| Extracted text |
● ● ●

# Sights?



## Thanatos (Oct 9, 2009)

Was thinking about night sights for my G23, but now am considering just getting some low profile steel sights. I really don't like the plastic stock sights....I'm on my second rear sight already, accidentally dropped my slide one day while cleaning and knocked the rear sight out halfway. Don't ask me how I dropped it, I still don't know lol...but I was cleaning it outside on my patio so it hit concrete, goodbye rear sight.

Anyone replaced their Glock sights? I kinda like the look of these: http://glockstore.com/pgroup_descrip/4_Sights+and+Lasers/19_Steel+Low-Profile+Sites/?return=%3ftpl%3Dindex%26category_id%3D4%26_Sights%2Band%2BLasers%2F What do y'all think? I think I like the 3 dot sights better than that U shaped Glock rear sight...


----------



## dosborn (Apr 17, 2009)

If you buy the sights from your smith he may them on for free (mine does). Otherwise, I suggest you buy the proper tools.


----------



## VAMarine (Dec 25, 2008)

Take a look at Heinie sights. They come highly recommended. I have them on two pistols and will add them to more of my collection later down the road.


----------



## SaltyDog (Jan 1, 2009)

The Heinie sights look good.

I was looking at the Tru Glo sights myself http://www.truglo.com/content/products/firearm/handgun_sights/handgun_sights.asp
I like the idea of combining the fiber optics with tritium sights. Sure pretty much the same as the 50+ Heinie sights but I prefer the TFO rather than 50+. I don't need to be reminded I'm getting old.

So Thanatos I have night sights on my G23 - You buy me a set of TFO's and I'll send ya my night sights:smt033


----------



## Thanatos (Oct 9, 2009)

dosborn said:


> If you buy the sights from your smith he may them on for free (mine does). Otherwise, I suggest you buy the proper tools.


I think if I get them somewhere else it would only be a small fee. They did put my replacement rear sight on for free, bought from them.



VAMarine said:


> Take a look at Heinie sights. They come highly recommended. I have them on two pistols and will add them to more of my collection later down the road.


Those look pretty good, the ones I like from them are a bit more than the steel low profile ones I linked to, but I will definitely have to consider the ones from Heinie, thanks for the tip.


----------



## hi im drummer03 (Oct 27, 2008)

I have Trijicons on mine all my carry guns.They glow bright.Same size as stock and they are durable...


----------



## wheelgunnerfla (Oct 21, 2009)

I like the Mepros night sights.


----------

● ● ●

| Dataset records |

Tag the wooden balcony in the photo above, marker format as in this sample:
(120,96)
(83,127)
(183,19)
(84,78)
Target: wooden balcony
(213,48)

● ● ●

| Goal A |
Which brand of sights does VAMarine recommend in the Glock sights thread?
| Goal B |
Summarize the Glock sights thread in two sentences.
Answer from the thread text only.

| Output A |
Heinie sights.

| Output B |
Thanatos dislikes the plastic stock sights on a G23, which lost its rear sight when the slide was dropped on concrete, and asks for opinions on steel low-profile 3-dot sights. Replies note that a smith may install sights bought from the shop for free and recommend Heinie, Tru Glo, Trijicon and Mepros sights.